Exercise instructions:
[1] Answer these from the passage on the inkjet recording apparatus:
(a) What kind of storage device may the storage unit 101 be?
(b) What does Fig. 12B show?
(c) At step S31, what does the control unit 100 determine?
[2] Reproduce word for word a section of the passage on the inkjet recording apparatus, starting at the words "As shown in" and ending after "be described here.".

Passage to read:
·····

The control unit 10 is also configured to operate the processor in accordance with a control program stored in a built-in nonvolatile memory or the like, thereby functioning as the storage unit 101 in addition to the control unit 100. The storage unit 101 may be a storage device such as an HDD.

Next, an example of processing performed by the control unit 10 of the inkjet recording apparatus 1 according to the second embodiment will be described with reference to the drawings. Fig. 12A is a flowchart showing an example of processing performed in the inkjet recording apparatus according to the second embodiment. Fig. 12B is a diagram showing the degassing presence/absence information stored in the storage unit.

As shown in fig. 12B, the storage unit 101 stores, in advance, degassing information indicating whether or not the cleaning liquid 831 stored in the cleaning liquid storage unit 85 is degassed. Specifically, the storage unit 101 is also configured to store information indicating whether or not the cleaning liquid 831 stored in the cleaning liquid storage unit 85 is a cleaning liquid that is not degassed, and to store information indicating whether or not the cleaning liquid 831 stored in the cleaning liquid storage unit 85 is a degassed cleaning liquid.

Since steps S1 and S2 shown in fig. 12A are the same as those in the first embodiment, steps S31 to S33 shown in fig. 12A will be described here.

If it is determined that the maintenance is started (if yes at step S1), the control unit 100 determines whether or not the cleaning liquid is degassed (step S31). Specifically, the control unit 100 is also configured to read out the degassing presence/absence information (see fig. 12B) stored in the storage unit 101, and determine that there is no degassing when the read-out degassing presence/absence information indicates that there is no degassing (when no in step S31).

·····

Data provided:
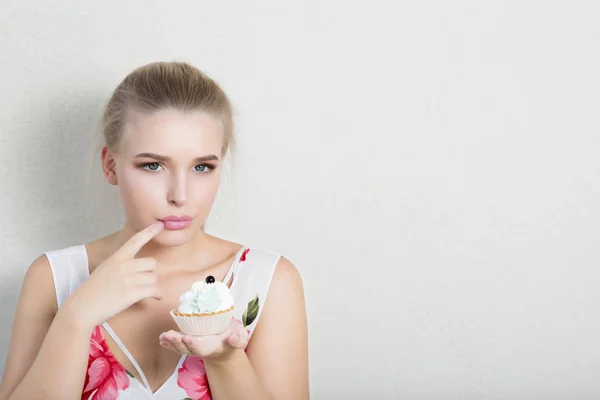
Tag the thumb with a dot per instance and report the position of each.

·····

Answer set:
[1]
(a) A storage device such as an HDD.
(b) The degassing presence/absence information stored in the storage unit.
(c) Whether or not the cleaning liquid is degassed.

[2]
As shown in fig. 12B, the storage unit 101 stores, in advance, degassing information indicating whether or not the cleaning liquid 831 stored in the cleaning liquid storage unit 85 is degassed. Specifically, the storage unit 101 is also configured to store information indicating whether or not the cleaning liquid 831 stored in the cleaning liquid storage unit 85 is a cleaning liquid that is not degassed, and to store information indicating whether or not the cleaning liquid 831 stored in the cleaning liquid storage unit 85 is a degassed cleaning liquid.

Since steps S1 and S2 shown in fig. 12A are the same as those in the first embodiment, steps S31 to S33 shown in fig. 12A will be described here.